Problem description - Print the listing below line for line, with no changes.

Data provided -
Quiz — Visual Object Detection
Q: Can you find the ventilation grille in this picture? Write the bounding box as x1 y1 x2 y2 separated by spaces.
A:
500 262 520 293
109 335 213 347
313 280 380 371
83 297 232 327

Result for this task -
Quiz — Visual Object Detection
Q: Can you find the ventilation grille in this picture? Write the bounding box as x1 y1 x2 y2 separated by spaces.
A:
500 262 520 293
109 335 213 347
313 280 380 371
83 297 232 327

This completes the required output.